=== Raw data ===

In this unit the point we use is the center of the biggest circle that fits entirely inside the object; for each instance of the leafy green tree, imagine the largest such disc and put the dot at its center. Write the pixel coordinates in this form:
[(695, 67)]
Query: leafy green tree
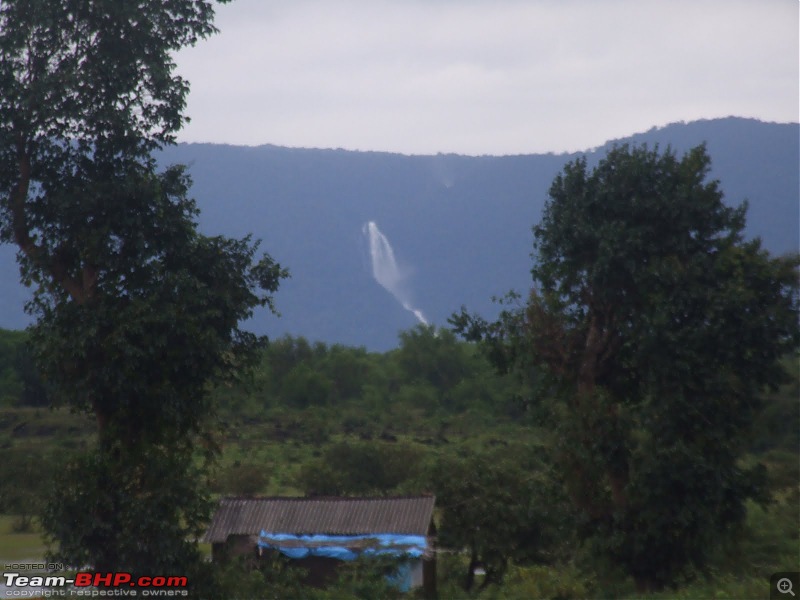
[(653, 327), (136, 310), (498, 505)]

===
=== Raw data ===

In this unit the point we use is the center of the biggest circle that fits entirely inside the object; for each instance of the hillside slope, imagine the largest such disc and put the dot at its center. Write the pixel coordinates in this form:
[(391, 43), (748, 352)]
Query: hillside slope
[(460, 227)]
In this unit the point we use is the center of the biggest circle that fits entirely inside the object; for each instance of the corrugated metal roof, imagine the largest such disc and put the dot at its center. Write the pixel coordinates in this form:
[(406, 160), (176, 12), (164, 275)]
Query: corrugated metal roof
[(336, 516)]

===

** Work item **
Each line containing "pixel" belongs in the answer; pick these out of the material and copy them.

** Written answer **
In this unit the point we use is the center of the biggest circle that fits entirely inside the object; for each instance of the leafy green tree, imagine the largest such disc and put the dot at its center. Write the pixel coordinates in this form:
In this unit the point we use is the center of the biggest circle that fits entirely inside the object; for each instance of the hillside slope, imagine the largest such disc and put the dot at its center. Write the pixel coordinates in this form:
In this unit the point we use is the center of the biggest circle that fits entirely inside the object; for each instance of the corrugated metal roof, imagine the largest such disc and put the dot at its center. Write the pixel coordinates in this form:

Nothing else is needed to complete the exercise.